#### [Exercise aim]
Carry on the news item about Rep. Michael Burgess receiving the Texas Medical Association's Distinguished Service Award, starting right after its last sentence.

#### [Text shown]
Last month, U.S. Rep. Michael Burgess, TX-26, accepted the Distinguished Service Award from the Texas Medical Association.
Burgess received the TMA’s highest honor for his leadership in health care throughout his career, including the last 22 years in Congress.
“I am honored to receive the Texas Medical Association’s Distinguished Service Award and I am humbled by this recognition from our nation’s largest state medical society that I have been a member of since 1981,” Burgess said. “After serving the people of Texas as a physician for over 25 years and working on health care policies in Congress for the past 22 years, I’ve learned that the health care system continues to grow and expand day by day. With new innovations of treatments and cures, I’ve dedicated my life to ensuring my state is able to access quality health care while also being cognizant of ways to lower health care costs. I am very grateful for this award and will continue putting the wellbeing of Americans first.”

#### [Extracted entries]
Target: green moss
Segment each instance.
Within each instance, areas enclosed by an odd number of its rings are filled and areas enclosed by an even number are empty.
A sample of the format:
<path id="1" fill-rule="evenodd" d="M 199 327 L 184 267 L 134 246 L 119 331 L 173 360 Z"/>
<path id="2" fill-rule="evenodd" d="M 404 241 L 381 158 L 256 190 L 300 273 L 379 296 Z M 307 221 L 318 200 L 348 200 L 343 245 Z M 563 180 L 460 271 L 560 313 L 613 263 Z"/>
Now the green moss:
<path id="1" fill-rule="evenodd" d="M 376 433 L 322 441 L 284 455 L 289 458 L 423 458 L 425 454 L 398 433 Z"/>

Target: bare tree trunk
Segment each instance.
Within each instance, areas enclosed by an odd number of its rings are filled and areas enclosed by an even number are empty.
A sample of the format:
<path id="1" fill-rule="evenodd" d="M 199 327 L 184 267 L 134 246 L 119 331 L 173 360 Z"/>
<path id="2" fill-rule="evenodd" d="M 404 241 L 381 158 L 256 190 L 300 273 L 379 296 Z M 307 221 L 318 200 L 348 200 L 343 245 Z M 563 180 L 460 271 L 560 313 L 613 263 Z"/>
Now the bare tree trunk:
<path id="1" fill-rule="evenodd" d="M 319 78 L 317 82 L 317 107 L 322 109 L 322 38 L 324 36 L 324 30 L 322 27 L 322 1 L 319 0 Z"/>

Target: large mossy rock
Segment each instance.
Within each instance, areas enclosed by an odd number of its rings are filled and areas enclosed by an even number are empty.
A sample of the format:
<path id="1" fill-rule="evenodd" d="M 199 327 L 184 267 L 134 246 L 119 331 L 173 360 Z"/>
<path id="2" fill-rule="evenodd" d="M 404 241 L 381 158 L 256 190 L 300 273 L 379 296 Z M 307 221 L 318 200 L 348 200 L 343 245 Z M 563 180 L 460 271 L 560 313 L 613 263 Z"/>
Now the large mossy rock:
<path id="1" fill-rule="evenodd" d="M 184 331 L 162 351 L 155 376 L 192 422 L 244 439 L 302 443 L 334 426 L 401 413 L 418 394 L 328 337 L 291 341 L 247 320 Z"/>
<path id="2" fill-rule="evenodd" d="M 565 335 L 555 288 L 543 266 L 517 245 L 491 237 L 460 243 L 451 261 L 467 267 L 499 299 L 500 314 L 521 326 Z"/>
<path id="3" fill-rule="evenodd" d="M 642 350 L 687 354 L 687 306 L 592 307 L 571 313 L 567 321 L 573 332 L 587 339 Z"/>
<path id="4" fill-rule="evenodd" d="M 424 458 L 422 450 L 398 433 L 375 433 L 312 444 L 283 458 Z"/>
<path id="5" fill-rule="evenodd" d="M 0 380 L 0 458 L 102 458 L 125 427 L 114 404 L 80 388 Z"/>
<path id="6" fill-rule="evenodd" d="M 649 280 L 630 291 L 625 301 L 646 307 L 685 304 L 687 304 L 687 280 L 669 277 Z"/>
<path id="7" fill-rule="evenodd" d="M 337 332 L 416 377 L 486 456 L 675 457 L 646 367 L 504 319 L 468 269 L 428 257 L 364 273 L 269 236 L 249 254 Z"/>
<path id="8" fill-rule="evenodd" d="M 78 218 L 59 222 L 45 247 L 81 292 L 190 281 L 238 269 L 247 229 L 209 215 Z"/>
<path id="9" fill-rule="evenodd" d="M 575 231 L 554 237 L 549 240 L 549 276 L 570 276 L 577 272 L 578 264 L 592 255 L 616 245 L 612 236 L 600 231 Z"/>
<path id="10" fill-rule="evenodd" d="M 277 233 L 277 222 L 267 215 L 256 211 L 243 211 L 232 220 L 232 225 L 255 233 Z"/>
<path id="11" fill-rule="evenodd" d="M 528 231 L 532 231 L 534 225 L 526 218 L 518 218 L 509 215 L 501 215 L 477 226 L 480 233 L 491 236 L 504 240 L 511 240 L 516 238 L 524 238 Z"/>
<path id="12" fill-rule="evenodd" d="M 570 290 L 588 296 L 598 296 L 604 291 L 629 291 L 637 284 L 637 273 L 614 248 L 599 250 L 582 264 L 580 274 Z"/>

#### [Answer to the exercise]
Burgess had an obstetrics-gynecology practice in Lake Dallas for a quarter-century before he began serving in Congress. He chose to not seek reelection in November.
The TMA said it recognized Burgess for “shepherding health-related legislation through the lawmaking process,” including serving as a senior member of the U.S. House Committee on Energy and Commerce and chairing the committee’s Health Subcommittee. He also authored, sponsored or backed more than 27 health-related laws, including the Medicare Provide Payment Modernization Act of 2015, which repealed the Sustainable Growth Rate formula that Medicare had used to calculate physician payment, according to a TMA news release. Burgess also championed legislation to improve maternal health outcomes and contributed to the 2016 passage of the 21st Century Cures Act, which funded the National Institutes of Health and advanced biomedical research. More recently, he sponsored the Patient Access to Quality Health Care Act (House Resolution 977), which would repeal the federal ban on creating and expanding physician-owned hospitals. He also recently advocated for a more robust federal response to the Change Healthcare cyberattack and other safeguards of physician practice viability.